Each line containing the word "above" must be copied from the material below.

Record set:

####################

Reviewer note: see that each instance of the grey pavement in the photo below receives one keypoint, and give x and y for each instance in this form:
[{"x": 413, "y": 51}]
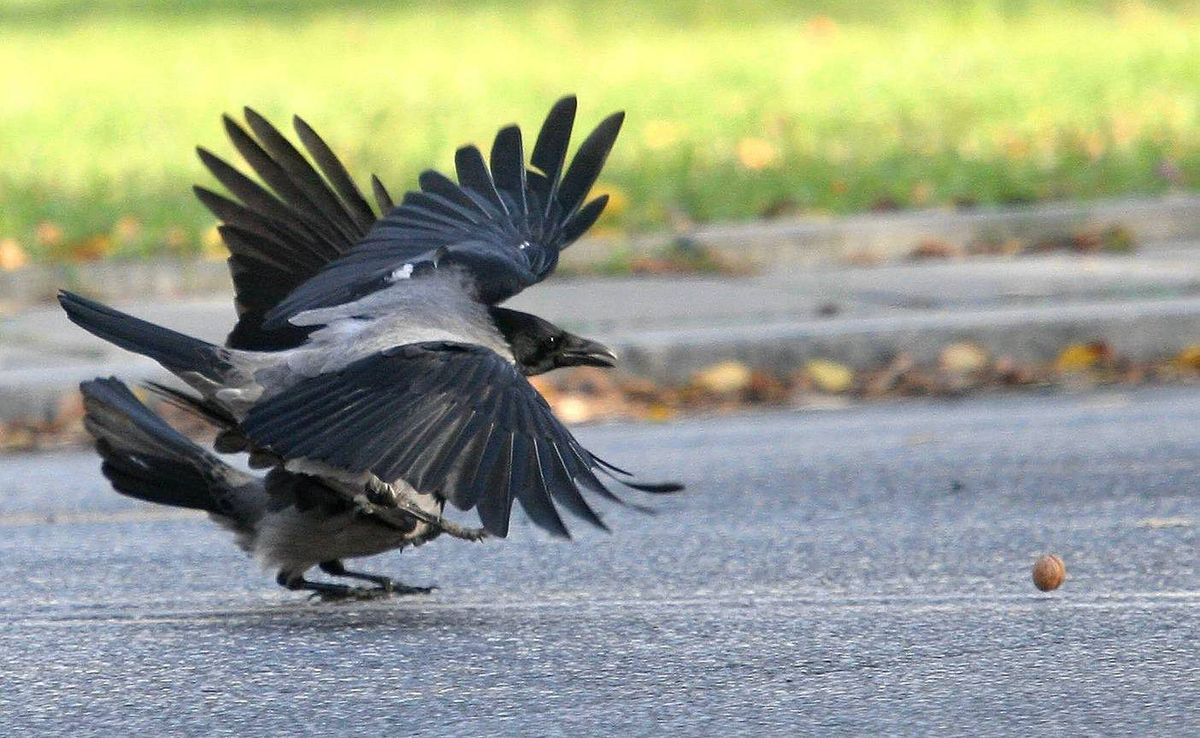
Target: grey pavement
[
  {"x": 1145, "y": 305},
  {"x": 858, "y": 571}
]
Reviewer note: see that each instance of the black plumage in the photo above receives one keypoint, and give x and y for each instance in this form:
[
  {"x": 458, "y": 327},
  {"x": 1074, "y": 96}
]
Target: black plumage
[
  {"x": 503, "y": 225},
  {"x": 453, "y": 419}
]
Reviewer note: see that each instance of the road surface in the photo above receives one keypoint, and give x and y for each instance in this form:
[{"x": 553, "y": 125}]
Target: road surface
[{"x": 862, "y": 570}]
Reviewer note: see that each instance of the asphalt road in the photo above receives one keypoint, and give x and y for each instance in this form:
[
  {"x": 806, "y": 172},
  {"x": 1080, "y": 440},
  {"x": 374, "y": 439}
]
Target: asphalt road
[{"x": 863, "y": 570}]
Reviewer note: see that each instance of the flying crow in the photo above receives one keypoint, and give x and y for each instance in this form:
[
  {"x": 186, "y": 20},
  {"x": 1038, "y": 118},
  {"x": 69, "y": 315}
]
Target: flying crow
[{"x": 370, "y": 360}]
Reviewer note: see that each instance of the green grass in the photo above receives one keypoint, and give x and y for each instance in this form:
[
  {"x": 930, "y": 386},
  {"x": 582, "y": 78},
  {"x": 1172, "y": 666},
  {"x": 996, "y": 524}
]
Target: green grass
[{"x": 844, "y": 103}]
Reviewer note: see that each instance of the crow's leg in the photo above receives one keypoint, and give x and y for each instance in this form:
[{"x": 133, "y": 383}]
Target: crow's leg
[
  {"x": 327, "y": 591},
  {"x": 383, "y": 495},
  {"x": 335, "y": 568}
]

####################

Task result:
Reviewer note: see that each instance of the black plumage in the photo above receives one keypoint, and give x and y for each instance in this form:
Reviewer note: see that each instance of the road surface in the photo above receives one keypoint, and give x and y for each instance in this form:
Reviewer note: see that each instance of the asphalt road in the photo above receives one keypoint, and give x and y for each instance in this form:
Reviewer note: see that each instance of the flying crow in the photo above receives one keypoint, and give x and y for each instance in this form:
Reviewer note: see that each instance of the green grass in the photo above receives one keypoint, and give x and y for each instance in this form:
Reviewer note: see that each instance of the crow's leg in the photo above receives one keypoint, and give x and y for each instance in this form:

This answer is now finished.